* [Study material]:
——————————
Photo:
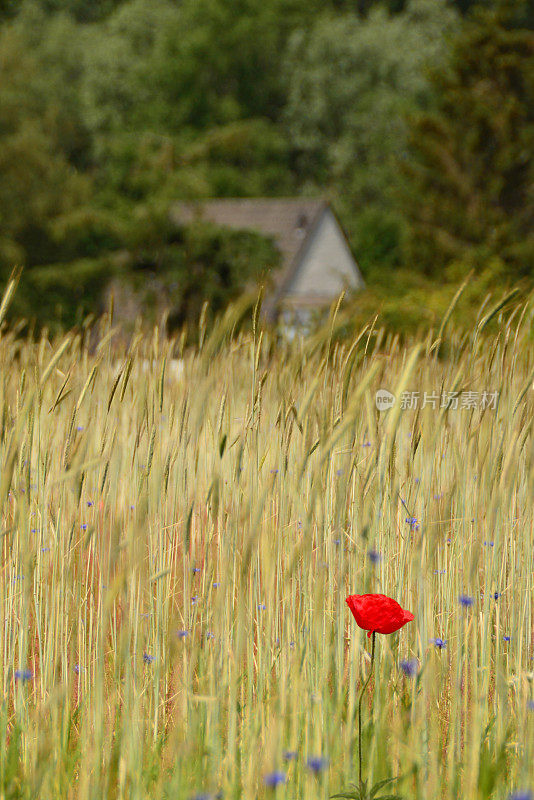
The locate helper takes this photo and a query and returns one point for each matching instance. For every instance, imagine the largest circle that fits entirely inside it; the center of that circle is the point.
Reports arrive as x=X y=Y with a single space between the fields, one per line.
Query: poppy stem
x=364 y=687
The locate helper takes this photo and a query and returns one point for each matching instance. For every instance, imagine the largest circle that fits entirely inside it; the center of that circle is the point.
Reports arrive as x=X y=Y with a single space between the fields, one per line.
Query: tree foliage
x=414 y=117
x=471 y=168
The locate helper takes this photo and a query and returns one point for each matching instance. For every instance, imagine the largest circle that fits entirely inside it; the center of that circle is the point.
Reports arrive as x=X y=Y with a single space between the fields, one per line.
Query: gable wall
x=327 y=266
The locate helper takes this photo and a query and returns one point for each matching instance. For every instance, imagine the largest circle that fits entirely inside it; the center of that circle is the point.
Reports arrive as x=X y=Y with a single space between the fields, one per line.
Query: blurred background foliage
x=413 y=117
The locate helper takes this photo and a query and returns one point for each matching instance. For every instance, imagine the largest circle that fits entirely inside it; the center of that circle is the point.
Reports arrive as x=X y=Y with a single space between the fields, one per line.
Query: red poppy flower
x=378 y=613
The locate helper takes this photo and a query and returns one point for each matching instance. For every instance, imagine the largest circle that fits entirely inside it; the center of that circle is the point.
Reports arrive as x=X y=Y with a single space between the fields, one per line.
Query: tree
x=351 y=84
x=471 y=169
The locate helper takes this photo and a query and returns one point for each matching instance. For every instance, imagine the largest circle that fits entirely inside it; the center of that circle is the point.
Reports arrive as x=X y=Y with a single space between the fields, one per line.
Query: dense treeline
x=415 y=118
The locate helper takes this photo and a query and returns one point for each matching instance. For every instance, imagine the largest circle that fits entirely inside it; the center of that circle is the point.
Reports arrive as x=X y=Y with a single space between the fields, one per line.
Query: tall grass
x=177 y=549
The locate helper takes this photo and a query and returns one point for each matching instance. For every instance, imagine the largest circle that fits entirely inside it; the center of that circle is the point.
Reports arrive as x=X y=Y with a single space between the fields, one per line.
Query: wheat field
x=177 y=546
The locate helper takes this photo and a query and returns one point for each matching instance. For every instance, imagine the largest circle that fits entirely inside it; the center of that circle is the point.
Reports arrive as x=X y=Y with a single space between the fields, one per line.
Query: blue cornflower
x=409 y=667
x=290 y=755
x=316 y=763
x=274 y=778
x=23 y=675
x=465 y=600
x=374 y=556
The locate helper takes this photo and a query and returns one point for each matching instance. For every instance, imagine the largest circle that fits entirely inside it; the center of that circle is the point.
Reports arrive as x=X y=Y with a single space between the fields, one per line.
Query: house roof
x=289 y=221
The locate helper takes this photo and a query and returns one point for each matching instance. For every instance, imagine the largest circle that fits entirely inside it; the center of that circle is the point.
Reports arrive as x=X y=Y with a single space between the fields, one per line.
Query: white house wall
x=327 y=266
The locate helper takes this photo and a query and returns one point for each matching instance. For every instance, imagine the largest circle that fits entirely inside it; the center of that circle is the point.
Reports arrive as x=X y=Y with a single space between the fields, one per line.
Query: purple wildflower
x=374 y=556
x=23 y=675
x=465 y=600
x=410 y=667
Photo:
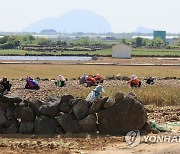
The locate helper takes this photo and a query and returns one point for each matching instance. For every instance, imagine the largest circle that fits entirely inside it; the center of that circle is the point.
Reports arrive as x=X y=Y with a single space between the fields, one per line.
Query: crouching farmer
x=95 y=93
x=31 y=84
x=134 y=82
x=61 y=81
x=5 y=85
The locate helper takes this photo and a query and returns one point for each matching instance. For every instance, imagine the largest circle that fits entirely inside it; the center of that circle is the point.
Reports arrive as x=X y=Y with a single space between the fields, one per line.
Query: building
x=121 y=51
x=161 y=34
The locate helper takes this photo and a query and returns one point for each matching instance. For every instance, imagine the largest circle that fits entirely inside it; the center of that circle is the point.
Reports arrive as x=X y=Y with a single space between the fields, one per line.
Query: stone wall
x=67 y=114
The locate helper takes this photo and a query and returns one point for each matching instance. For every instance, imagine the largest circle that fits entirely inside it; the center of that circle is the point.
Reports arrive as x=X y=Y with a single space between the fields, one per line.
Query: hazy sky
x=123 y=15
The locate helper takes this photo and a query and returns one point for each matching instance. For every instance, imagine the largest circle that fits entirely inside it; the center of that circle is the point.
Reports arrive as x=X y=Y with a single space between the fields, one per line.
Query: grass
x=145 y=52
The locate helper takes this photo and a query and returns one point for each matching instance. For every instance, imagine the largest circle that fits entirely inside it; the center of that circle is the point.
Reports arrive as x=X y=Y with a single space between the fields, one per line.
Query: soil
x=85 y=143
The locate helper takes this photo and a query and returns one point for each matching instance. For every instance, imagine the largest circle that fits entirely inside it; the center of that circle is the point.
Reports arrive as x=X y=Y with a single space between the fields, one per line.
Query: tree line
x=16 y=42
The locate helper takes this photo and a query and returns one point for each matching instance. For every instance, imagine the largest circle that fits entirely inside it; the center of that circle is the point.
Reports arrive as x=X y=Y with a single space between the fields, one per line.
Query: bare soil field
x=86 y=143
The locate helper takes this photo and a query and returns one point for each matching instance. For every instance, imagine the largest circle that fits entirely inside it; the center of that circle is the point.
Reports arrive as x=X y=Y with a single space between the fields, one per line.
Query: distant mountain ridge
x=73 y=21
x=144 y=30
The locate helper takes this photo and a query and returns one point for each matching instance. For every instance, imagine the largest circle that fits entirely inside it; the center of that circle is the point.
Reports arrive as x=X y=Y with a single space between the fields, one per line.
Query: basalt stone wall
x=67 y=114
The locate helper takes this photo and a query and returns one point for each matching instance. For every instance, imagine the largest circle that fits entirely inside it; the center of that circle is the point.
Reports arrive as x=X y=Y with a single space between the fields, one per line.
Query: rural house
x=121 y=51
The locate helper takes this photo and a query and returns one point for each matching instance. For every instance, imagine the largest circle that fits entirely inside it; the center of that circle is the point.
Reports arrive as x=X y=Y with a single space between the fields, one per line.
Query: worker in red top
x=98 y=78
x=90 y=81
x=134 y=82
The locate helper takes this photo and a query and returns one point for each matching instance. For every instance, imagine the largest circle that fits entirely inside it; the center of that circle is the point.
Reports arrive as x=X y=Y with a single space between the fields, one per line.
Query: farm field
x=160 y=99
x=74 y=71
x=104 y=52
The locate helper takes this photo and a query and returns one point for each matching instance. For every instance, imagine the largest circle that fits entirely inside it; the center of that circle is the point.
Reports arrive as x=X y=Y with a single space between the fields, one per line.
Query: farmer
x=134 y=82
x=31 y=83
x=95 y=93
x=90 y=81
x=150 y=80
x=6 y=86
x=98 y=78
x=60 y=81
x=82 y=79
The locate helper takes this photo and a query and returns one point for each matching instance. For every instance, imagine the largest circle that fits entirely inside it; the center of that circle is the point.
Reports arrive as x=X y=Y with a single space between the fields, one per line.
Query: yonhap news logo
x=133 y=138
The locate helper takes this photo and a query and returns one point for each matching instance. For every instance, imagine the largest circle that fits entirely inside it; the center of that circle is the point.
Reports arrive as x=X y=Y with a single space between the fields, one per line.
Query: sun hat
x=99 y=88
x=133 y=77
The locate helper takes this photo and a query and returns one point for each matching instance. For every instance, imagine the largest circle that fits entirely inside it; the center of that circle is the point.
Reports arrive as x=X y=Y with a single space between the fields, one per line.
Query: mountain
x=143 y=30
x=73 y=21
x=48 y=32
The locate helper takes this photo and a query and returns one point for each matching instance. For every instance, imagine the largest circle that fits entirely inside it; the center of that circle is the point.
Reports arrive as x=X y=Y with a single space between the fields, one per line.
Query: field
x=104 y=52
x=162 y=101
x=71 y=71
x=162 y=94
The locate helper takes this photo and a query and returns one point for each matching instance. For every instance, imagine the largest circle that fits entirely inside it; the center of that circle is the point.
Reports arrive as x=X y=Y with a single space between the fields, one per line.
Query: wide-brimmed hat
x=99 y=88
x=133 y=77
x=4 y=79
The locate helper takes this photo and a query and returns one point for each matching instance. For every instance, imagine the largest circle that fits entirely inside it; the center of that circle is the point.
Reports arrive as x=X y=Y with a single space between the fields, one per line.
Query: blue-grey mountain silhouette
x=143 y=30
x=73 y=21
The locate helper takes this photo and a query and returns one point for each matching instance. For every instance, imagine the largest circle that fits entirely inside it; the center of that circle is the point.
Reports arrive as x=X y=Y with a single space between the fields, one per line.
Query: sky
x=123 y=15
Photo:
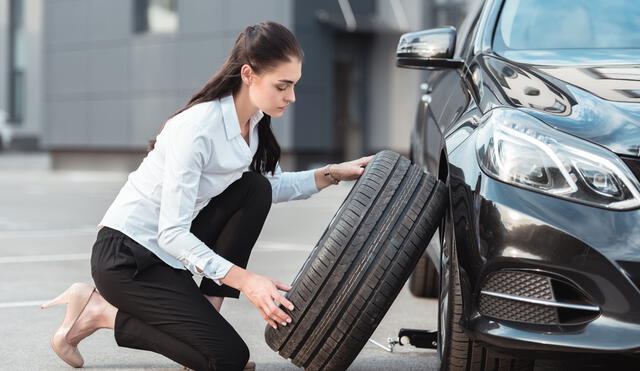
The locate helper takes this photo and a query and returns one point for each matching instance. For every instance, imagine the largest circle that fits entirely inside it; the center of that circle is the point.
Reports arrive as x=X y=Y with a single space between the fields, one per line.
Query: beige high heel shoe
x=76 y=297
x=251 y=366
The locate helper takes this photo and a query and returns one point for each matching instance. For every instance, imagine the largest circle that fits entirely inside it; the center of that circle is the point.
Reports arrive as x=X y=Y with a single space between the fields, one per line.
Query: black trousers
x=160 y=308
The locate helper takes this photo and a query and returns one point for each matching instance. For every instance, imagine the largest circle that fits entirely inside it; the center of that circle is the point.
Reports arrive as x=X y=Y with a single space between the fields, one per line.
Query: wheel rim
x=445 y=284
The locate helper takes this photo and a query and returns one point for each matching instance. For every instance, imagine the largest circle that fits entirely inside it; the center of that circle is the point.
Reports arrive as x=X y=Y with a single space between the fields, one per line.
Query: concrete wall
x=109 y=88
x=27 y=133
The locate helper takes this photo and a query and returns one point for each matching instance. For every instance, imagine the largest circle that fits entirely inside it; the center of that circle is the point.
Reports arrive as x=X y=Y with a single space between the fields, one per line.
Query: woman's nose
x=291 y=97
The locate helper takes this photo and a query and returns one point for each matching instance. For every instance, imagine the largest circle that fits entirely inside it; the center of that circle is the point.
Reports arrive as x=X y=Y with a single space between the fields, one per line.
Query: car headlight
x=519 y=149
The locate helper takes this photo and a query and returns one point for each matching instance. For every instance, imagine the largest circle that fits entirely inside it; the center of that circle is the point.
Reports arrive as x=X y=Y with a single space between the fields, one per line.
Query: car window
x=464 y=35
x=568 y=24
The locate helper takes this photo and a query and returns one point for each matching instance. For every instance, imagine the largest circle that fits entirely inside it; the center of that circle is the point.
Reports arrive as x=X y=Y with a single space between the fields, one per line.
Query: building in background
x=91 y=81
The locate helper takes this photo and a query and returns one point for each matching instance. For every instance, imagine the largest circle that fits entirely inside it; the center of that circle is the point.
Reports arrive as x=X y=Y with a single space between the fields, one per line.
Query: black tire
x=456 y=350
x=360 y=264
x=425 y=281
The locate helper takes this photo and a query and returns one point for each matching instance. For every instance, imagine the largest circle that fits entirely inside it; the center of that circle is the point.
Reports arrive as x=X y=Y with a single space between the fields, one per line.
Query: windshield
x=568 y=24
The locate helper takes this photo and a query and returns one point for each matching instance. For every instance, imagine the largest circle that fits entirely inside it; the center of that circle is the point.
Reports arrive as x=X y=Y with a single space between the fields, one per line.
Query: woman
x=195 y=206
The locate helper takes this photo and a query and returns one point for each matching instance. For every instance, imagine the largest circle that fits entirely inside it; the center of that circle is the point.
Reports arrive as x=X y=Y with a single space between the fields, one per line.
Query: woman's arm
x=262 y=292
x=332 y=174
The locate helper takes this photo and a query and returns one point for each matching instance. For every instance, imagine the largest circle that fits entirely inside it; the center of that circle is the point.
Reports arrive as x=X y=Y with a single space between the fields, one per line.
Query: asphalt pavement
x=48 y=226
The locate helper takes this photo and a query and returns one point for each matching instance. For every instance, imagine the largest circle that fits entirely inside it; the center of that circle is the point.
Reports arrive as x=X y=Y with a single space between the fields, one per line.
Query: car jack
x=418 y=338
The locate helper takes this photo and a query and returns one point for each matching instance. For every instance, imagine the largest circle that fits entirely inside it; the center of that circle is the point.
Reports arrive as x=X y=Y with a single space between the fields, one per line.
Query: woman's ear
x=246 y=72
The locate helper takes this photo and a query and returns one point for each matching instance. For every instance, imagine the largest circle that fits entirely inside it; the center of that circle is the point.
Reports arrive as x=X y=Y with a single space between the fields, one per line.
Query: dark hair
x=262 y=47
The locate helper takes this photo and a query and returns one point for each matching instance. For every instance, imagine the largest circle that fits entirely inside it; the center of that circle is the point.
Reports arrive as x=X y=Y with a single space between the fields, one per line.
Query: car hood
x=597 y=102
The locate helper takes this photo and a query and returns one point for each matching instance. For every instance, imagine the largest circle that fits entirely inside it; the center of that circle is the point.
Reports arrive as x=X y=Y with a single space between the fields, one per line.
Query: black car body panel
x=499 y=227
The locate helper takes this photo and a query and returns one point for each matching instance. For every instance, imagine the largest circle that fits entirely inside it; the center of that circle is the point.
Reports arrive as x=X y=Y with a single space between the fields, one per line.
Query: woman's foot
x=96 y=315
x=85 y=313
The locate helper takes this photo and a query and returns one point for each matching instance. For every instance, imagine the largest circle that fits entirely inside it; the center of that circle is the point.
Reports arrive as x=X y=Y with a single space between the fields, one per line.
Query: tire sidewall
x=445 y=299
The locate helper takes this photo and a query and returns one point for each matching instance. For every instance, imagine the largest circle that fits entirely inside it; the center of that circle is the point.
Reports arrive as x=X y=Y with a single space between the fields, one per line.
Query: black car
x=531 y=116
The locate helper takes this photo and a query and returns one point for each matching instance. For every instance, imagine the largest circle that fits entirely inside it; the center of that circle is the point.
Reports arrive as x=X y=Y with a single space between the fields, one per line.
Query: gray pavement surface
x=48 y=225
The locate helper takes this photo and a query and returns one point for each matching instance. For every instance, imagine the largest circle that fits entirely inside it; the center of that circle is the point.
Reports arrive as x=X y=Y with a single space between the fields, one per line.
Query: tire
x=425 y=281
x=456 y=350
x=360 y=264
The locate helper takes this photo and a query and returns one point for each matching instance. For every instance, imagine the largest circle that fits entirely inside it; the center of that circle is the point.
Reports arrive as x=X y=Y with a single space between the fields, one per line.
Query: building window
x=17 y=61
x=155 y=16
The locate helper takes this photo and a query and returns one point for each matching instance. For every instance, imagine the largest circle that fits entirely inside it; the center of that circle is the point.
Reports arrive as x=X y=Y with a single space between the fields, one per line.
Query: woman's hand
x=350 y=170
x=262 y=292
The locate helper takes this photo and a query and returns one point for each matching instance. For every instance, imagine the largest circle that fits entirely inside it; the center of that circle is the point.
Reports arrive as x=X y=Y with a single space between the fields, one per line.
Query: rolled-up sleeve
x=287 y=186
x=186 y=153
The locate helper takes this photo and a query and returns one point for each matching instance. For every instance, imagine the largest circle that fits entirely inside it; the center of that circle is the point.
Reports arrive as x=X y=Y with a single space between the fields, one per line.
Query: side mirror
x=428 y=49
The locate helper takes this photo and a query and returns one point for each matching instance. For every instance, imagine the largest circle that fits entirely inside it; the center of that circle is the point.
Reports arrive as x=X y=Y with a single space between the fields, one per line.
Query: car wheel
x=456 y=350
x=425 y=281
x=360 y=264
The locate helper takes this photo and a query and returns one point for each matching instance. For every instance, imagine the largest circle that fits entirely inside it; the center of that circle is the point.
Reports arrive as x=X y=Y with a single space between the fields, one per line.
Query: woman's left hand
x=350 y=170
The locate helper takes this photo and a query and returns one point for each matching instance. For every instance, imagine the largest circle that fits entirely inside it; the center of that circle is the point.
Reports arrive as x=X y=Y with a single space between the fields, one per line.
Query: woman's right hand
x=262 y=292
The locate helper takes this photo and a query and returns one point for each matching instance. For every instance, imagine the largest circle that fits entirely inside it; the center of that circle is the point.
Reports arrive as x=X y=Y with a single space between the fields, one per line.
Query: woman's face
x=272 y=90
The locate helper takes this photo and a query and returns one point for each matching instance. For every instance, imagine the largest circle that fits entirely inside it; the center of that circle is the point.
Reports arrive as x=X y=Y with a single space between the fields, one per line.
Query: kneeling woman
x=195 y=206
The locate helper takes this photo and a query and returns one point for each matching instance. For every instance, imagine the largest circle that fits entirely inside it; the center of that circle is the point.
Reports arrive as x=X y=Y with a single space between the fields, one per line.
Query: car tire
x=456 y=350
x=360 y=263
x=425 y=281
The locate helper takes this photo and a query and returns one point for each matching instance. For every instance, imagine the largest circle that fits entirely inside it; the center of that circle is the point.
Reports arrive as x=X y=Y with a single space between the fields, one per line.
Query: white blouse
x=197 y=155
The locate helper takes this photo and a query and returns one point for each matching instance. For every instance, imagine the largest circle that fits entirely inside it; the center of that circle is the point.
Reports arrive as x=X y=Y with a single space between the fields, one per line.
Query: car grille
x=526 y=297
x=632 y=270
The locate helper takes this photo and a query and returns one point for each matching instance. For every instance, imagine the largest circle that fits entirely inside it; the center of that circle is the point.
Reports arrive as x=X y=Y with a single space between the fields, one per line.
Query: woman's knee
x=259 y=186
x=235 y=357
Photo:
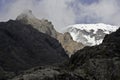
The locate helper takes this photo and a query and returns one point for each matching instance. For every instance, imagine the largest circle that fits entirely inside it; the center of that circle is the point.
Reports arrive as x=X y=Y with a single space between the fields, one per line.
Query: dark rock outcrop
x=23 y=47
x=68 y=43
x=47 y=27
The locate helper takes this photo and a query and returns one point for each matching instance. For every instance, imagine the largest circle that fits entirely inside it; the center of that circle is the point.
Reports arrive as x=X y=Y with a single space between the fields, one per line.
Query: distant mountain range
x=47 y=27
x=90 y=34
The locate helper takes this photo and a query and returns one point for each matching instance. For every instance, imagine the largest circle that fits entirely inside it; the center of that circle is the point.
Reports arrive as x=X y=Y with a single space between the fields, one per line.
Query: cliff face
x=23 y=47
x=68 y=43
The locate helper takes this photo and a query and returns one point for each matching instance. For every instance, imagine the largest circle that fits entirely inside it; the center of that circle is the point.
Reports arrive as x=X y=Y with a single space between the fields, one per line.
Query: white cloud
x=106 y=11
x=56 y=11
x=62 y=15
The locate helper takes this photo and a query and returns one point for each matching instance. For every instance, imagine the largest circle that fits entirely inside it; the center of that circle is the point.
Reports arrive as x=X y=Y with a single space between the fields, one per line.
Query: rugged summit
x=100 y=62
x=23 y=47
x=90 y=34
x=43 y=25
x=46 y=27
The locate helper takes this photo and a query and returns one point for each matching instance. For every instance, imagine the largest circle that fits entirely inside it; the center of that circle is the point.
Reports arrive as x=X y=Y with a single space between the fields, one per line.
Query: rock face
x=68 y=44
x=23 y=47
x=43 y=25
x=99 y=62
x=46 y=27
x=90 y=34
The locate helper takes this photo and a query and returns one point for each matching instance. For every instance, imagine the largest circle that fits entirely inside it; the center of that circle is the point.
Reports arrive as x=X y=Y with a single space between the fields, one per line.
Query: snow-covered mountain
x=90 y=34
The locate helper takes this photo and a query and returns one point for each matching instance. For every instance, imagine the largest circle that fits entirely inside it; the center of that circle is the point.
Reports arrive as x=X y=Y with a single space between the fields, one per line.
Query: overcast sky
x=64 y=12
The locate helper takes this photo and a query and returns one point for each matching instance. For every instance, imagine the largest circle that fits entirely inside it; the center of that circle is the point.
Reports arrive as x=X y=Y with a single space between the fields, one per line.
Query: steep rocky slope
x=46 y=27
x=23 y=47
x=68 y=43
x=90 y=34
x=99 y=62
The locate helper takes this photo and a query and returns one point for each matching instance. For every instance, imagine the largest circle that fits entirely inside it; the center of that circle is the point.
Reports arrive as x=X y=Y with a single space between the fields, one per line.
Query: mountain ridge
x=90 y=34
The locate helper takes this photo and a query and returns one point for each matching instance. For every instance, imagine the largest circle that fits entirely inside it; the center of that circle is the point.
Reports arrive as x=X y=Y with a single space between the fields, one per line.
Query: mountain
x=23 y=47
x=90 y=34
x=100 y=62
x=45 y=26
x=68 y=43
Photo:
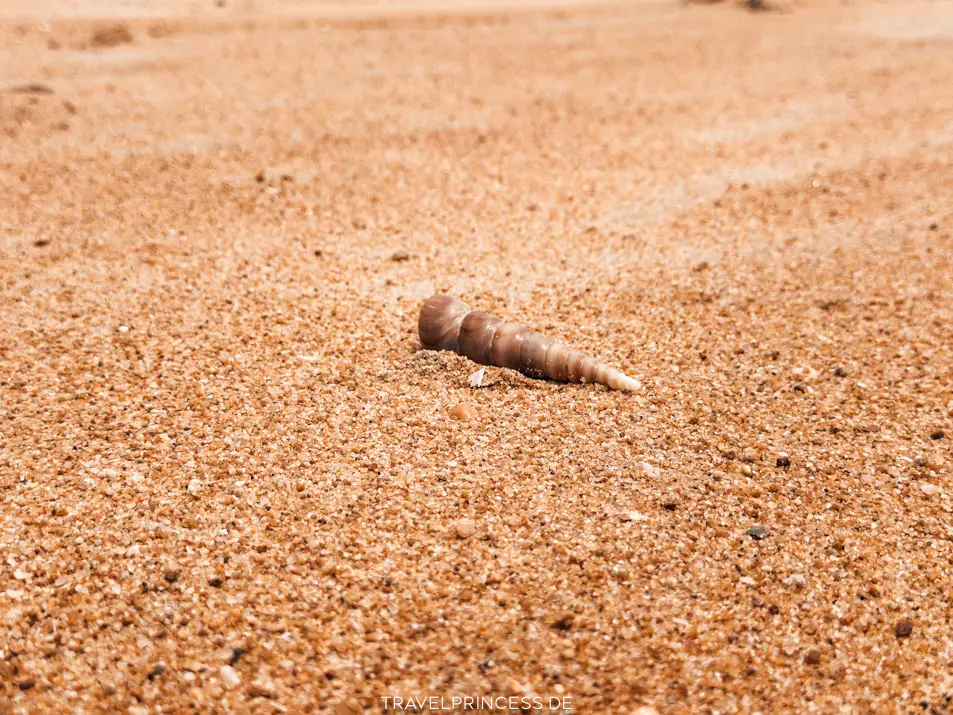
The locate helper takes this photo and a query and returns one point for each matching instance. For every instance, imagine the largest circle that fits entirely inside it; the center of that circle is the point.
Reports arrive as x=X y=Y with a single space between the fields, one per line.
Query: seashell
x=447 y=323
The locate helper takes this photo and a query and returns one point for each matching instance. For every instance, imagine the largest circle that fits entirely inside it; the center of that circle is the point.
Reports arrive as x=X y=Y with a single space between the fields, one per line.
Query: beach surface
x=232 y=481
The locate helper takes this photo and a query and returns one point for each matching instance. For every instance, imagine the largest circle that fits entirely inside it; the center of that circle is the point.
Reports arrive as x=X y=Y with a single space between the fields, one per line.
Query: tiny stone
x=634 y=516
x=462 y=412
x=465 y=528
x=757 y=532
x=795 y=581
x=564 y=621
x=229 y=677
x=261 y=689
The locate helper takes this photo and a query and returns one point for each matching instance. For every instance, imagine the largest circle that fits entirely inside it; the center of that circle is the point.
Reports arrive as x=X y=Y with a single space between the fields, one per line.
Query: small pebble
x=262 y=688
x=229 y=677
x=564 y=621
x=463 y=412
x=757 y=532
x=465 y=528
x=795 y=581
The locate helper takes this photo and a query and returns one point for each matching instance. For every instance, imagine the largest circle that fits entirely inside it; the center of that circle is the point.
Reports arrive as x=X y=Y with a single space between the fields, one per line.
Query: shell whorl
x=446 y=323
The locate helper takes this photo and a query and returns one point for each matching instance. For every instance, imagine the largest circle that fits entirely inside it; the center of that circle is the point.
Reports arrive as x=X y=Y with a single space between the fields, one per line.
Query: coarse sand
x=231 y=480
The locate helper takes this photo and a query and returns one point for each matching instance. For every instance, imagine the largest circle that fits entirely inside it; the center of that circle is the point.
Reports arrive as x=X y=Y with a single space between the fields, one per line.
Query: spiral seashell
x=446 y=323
——————————
* [Exercise requirements]: What is needed is an exact copy of the lines from the one holding "Query: tiny stone" through the final line of the material.

* [Solution to this task]:
Query: tiny stone
x=634 y=516
x=462 y=412
x=465 y=528
x=757 y=532
x=795 y=581
x=564 y=621
x=229 y=677
x=261 y=689
The locate helper takes this photo and a query and returns one point for each matching instance. For every instance, imagine the largest circle that fits entirely inside it; the center of that circle is the point.
Reports arrive as x=X y=Y with a single space between the fields, one per line.
Query: small pebble
x=262 y=688
x=229 y=677
x=564 y=621
x=463 y=412
x=757 y=532
x=465 y=528
x=795 y=581
The locate helper takes this photo and a query and returns one point for each matching instance. For every instance, imagine the largest circle that fits entirely inside it; the center of that circle is the point.
Reports arrive as x=X y=Y with a single space between the fields, one per line.
Query: shell whorl
x=446 y=323
The locate helper takes this photo and a query and returns one point for each matching instance. For every instance, imagine the largest circle that fits entirely inside it; the center of that circle is the point.
Reports arrive as x=X y=Y with a single space between the fields, one per line.
Query: coarse sand
x=231 y=480
The locate helper takes this photo and a query and returns one point for each matching instance. For every instance, imagine the largest circle that fits entirely inside it; the center of that circle is the point.
Reports arrive as x=X y=Y with a single space between the fields, one per line.
Query: spiral seashell
x=446 y=323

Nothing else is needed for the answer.